Repeat each entry as written and leave the images out of the copy.

----------------------------------------

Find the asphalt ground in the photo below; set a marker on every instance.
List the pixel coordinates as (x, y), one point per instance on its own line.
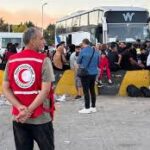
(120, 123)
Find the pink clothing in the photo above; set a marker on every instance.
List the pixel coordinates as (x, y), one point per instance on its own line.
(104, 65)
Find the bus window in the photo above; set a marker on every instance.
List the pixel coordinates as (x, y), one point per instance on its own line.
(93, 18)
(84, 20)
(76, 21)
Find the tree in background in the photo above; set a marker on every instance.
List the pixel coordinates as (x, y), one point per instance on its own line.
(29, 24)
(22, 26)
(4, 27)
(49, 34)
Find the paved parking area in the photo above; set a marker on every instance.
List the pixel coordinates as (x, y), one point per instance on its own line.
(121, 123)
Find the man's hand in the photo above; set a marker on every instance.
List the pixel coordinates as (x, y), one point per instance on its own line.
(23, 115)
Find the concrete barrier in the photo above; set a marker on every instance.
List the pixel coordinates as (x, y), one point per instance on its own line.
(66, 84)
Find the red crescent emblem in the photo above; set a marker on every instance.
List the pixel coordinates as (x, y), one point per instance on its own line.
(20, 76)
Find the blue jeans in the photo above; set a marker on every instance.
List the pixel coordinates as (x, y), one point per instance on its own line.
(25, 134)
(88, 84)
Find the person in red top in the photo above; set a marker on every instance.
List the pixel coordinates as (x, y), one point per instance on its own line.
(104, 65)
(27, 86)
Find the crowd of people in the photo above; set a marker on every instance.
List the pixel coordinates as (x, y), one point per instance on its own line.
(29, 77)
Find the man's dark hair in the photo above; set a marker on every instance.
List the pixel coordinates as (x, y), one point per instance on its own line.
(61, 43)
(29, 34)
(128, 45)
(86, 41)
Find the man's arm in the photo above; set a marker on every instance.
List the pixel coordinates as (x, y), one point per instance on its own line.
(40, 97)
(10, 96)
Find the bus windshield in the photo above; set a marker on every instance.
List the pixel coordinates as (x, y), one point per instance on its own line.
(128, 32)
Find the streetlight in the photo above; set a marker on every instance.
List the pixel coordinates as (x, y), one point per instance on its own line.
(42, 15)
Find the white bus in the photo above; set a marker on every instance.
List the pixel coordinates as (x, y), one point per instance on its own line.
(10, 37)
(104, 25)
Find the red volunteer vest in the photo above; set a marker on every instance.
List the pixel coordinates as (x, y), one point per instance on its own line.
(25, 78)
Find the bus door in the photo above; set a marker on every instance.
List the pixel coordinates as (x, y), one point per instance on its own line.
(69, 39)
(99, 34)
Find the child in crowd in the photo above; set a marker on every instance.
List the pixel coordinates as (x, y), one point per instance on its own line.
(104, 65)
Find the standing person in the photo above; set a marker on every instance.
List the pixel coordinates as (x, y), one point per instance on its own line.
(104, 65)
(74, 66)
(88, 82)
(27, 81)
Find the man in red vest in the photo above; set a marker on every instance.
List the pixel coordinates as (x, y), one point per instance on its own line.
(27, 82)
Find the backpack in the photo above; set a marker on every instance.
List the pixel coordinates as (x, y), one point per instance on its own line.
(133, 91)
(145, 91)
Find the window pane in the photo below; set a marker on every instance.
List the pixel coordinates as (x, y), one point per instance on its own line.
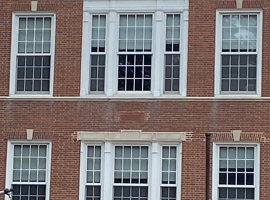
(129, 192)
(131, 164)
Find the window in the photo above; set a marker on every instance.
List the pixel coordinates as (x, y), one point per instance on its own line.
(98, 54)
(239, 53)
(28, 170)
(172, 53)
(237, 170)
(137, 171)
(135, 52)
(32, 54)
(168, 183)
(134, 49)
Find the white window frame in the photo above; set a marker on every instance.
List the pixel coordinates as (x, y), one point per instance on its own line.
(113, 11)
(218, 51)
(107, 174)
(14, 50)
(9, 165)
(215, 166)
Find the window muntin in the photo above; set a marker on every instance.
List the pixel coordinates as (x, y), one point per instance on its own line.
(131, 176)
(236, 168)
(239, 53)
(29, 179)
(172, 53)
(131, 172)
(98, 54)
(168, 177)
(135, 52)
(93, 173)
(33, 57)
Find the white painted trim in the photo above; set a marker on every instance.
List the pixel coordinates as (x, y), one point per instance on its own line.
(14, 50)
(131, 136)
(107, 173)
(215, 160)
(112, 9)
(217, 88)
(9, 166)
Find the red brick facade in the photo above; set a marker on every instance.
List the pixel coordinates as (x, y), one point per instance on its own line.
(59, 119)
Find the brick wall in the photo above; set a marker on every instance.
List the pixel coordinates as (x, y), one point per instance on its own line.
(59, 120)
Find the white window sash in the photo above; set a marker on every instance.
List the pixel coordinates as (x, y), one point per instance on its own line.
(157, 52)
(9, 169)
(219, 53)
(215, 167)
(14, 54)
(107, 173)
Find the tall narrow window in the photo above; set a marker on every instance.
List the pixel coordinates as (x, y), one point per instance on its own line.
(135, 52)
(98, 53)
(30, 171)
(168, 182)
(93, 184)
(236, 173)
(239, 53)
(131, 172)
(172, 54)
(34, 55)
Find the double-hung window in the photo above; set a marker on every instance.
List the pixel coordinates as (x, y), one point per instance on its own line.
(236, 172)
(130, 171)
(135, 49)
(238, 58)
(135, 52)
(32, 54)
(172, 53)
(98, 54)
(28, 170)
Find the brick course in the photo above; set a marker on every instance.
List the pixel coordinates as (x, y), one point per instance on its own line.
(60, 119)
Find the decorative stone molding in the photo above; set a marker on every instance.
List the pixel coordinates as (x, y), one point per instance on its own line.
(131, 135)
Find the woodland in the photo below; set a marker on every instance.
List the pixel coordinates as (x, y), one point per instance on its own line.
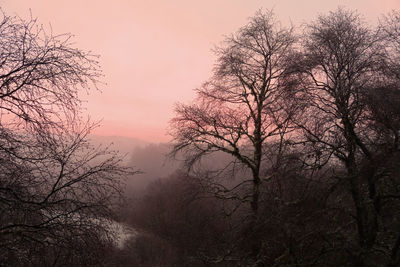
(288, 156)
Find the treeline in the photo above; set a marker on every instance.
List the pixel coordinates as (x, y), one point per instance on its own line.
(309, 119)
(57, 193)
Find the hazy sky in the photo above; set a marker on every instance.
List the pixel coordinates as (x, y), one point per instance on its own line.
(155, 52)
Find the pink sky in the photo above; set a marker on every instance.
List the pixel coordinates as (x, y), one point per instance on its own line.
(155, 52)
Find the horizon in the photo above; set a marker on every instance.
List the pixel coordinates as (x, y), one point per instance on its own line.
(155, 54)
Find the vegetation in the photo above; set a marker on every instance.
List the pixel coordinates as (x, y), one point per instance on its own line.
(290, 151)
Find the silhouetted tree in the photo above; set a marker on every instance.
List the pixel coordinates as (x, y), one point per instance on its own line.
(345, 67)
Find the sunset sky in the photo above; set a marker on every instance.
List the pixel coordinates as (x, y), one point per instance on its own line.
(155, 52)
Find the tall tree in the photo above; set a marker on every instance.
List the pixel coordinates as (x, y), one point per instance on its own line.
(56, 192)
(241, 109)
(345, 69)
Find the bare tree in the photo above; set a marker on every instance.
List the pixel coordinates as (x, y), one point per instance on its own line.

----------------------------------------

• _SOLVED PROBLEM_:
Find the asphalt ground in the photo below; set a marker on every instance.
List the pixel coordinates as (x, y), one point per instance on its own line.
(120, 123)
Find the pink clothing in the photo above; set a marker on every instance.
List the pixel coordinates as (x, y), one point per instance on its own line.
(104, 65)
Find the bus window in the photo above; set a marker on every instance.
List the pixel coordinates as (x, y), one point per instance on its own line.
(93, 18)
(84, 20)
(76, 21)
Find the tree in background in the photo above; set a marker on every instance.
List the pixel coordinates as (x, y), one point per instance on its own line.
(29, 24)
(22, 26)
(4, 27)
(49, 34)
Find the paved parking area in the photo above; set a marker on every instance.
List the pixel coordinates as (x, y), one point per instance on its own line.
(121, 123)
Find the man's hand in the photo above; set a marker on every instance.
List the pixel coordinates as (x, y), one point per instance on its own line.
(23, 115)
Find the concrete barrier in the photo above; set a marker on every instance.
List the pixel coordinates as (x, y), one point per instance on its own line.
(66, 84)
Find the red crescent emblem in the photo above; set a marker on every instance.
List the pixel coordinates as (x, y), one point per instance on its own line.
(20, 76)
Find the blue jeans in the photo above; set a marker on every instance.
List the pixel coordinates as (x, y), one point per instance on its own line.
(25, 134)
(88, 84)
Find the person in red top in the photo above; set a marker on every instance.
List the pixel coordinates as (x, y), one point per instance on its own line.
(104, 65)
(27, 86)
Find the crowd of people in the photo above; set a marker on every instance.
List the pixel coordinates as (x, y), one point per instance on its own line.
(29, 77)
Find the man's dark hair in the photo above; set a marker on every instance.
List the pixel coordinates as (x, y), one point per instance on its own line.
(61, 43)
(29, 34)
(128, 45)
(86, 41)
Find the man's arm in the photo above; set a marker on every instance.
List the pixel coordinates as (x, y), one point per instance on its own line.
(40, 97)
(10, 96)
Find the bus windshield in the photo above; set a marker on every instance.
List the pixel coordinates as (x, y), one point per instance on its own line.
(128, 32)
Find the streetlight in the photo above; set a marker on every instance.
List the pixel coordinates as (x, y), one point per instance on its own line.
(42, 15)
Find the white bus in the photo above; set a marker on every instance.
List the pixel coordinates as (x, y), one point per instance on its own line.
(10, 37)
(104, 25)
Find the red volunteer vest in the photo above; set a marker on every instance.
List the pixel coordinates as (x, y), one point per instance on its own line.
(25, 78)
Find the bus door in the photo above; set a marker on every instance.
List the pixel coordinates as (x, y), one point per instance on its own line.
(69, 39)
(99, 34)
Find the child in crowd in the photo above; set a marker on every instance.
List the pixel coordinates as (x, y), one point per instance on its own line.
(104, 65)
Find the standing person in the photo above; set a marker on every instance.
List the pixel coordinates as (x, y), one point per instance on its own line.
(104, 65)
(74, 66)
(88, 82)
(27, 81)
Find the man in red vest in the photo above; set a marker on every instance.
List the pixel coordinates as (x, y), one point per instance on its own line.
(27, 82)
Find the backpack in the photo above; set a marker on every instance.
List the pixel coordinates as (x, y), one point per instance on its own line.
(133, 91)
(145, 91)
Find the window pane in the photo below; set a marker on every instance.
List the pixel coordinates as (x, y), one point per instance on its own line.
(129, 192)
(131, 164)
Find the window in the photo above; set a marker on every instance.
List the pixel coordinates as (x, y), one point per instance on its own line.
(98, 54)
(239, 53)
(28, 170)
(172, 53)
(237, 170)
(137, 171)
(135, 52)
(32, 54)
(168, 183)
(134, 49)
Find the white window frame in the photo above; set a marker on every instance.
List the pixel coordinates as (x, y), one point per instance on its own line.
(113, 11)
(218, 51)
(107, 174)
(14, 50)
(9, 165)
(215, 166)
Find the window muntin in the photo above; set a marker on every instance.
List the pixel coordinates as (x, y), one point per instance on its own line.
(131, 176)
(236, 168)
(239, 53)
(29, 179)
(172, 53)
(131, 172)
(98, 54)
(168, 177)
(135, 52)
(93, 173)
(33, 57)
Find the white painted trim in the photo above; set a marker on every instance.
List the pixel coordinates as (x, y), one point per instance on its own line.
(14, 50)
(131, 136)
(107, 173)
(215, 160)
(112, 9)
(217, 88)
(9, 166)
Find the red brick facade in the photo above; set a marker on every instance.
List the pixel coordinates as (x, y), one point per instance on its own line.
(59, 119)
Find the brick wall in the photo above; set a marker on every instance.
List the pixel coordinates as (x, y), one point per instance on its own line.
(59, 120)
Find the white window sash in the photo above; set a marker on every instance.
List the pixel coordinates as (x, y), one point per instance on its own line.
(157, 52)
(9, 169)
(219, 53)
(215, 167)
(14, 54)
(107, 173)
Find the tall narrow window in the photo above; set a marker on every instance.
List the pixel coordinates as (x, y), one point per instance on its own line.
(135, 52)
(98, 53)
(30, 171)
(168, 182)
(93, 184)
(236, 173)
(239, 53)
(131, 172)
(172, 54)
(34, 55)
Find the double-hung window in the photo above; set a marker on every instance.
List the pixel coordinates as (x, y), one point per instance on its own line.
(236, 172)
(130, 171)
(135, 49)
(238, 58)
(135, 52)
(32, 54)
(172, 53)
(98, 54)
(28, 170)
Find the brick course in the photo above; set a marker on every instance.
List the pixel coordinates as (x, y), one point per instance on its own line.
(60, 119)
Find the decorative stone molding in the photo above; set a marker on every instance.
List the pixel coordinates as (x, y), one point per instance on its own line.
(131, 135)
Find the woodland in the photo below; set a marker on every instance.
List the pixel coordinates as (x, y), one point per instance on its own line.
(288, 156)
Find the treeline in the photo above; set a marker on every instance.
List the pixel coordinates as (x, y), one point per instance on its own line.
(309, 119)
(57, 193)
Find the hazy sky in the photo above; set a marker on every instance.
List the pixel coordinates as (x, y), one point per instance on its own line.
(155, 52)
Find the pink sky in the photo above; set a marker on every instance.
List the pixel coordinates as (x, y), one point per instance on its own line.
(155, 52)
Find the horizon in the photo above; set a marker on every instance.
List the pixel coordinates as (x, y), one point per instance on its own line.
(155, 54)
Find the vegetation in the photo above; set a marker on every instance.
List the pixel coordinates as (x, y), one point per instance on its own line.
(290, 151)
Find the silhouetted tree in the photo above; set a marker on every instance.
List the pixel coordinates as (x, y), one point per instance on its own line.
(345, 67)
Find the sunset sky in the photo above; set a marker on every instance.
List the pixel coordinates as (x, y), one point per instance on its own line.
(155, 52)
Find the tall tree in the photo above; set a marker on every instance.
List the pixel coordinates as (x, y), one point per instance on its own line.
(56, 192)
(241, 109)
(345, 69)
Find the bare tree in the photo above; set a marker on every instance.
List the pixel coordinates as (x, y), one point per instance on its own line.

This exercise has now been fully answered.